⟨

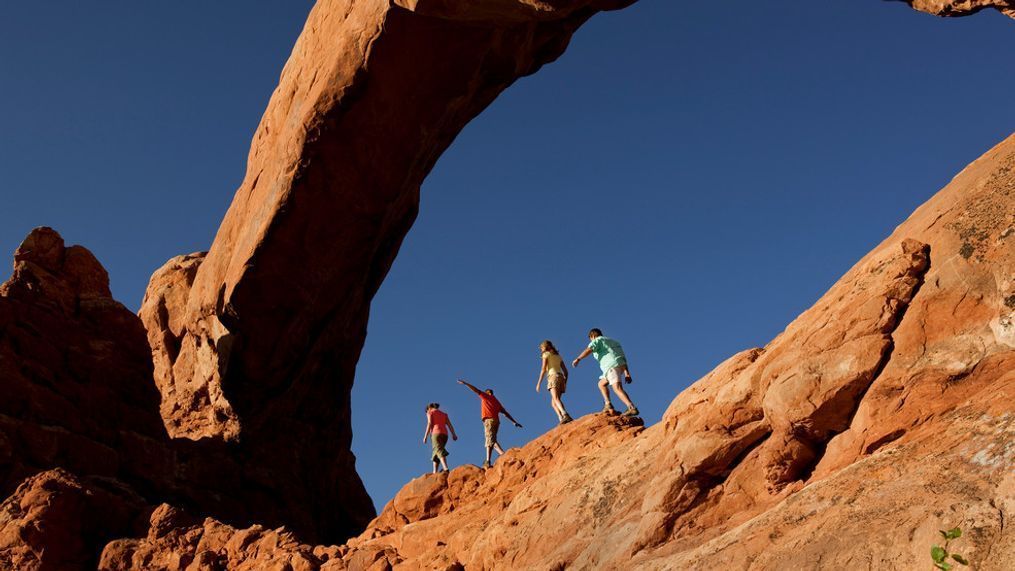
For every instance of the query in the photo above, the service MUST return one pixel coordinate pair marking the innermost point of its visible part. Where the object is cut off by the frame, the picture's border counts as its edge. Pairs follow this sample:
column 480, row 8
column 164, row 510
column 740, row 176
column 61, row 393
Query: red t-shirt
column 489, row 406
column 438, row 420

⟩

● **The problem**:
Please set down each line of the data above exactly as written, without the pictures.

● **Solution to the problem**:
For every instance of the query in the photo above, the service MUST return one pixel coordinate pair marking the innermost point of its visible part. Where the object is cut off by the frame, the picture's border counts as its edge. Pairs follow this sample:
column 480, row 8
column 164, row 510
column 740, row 176
column 61, row 393
Query: red t-shirt
column 489, row 406
column 438, row 420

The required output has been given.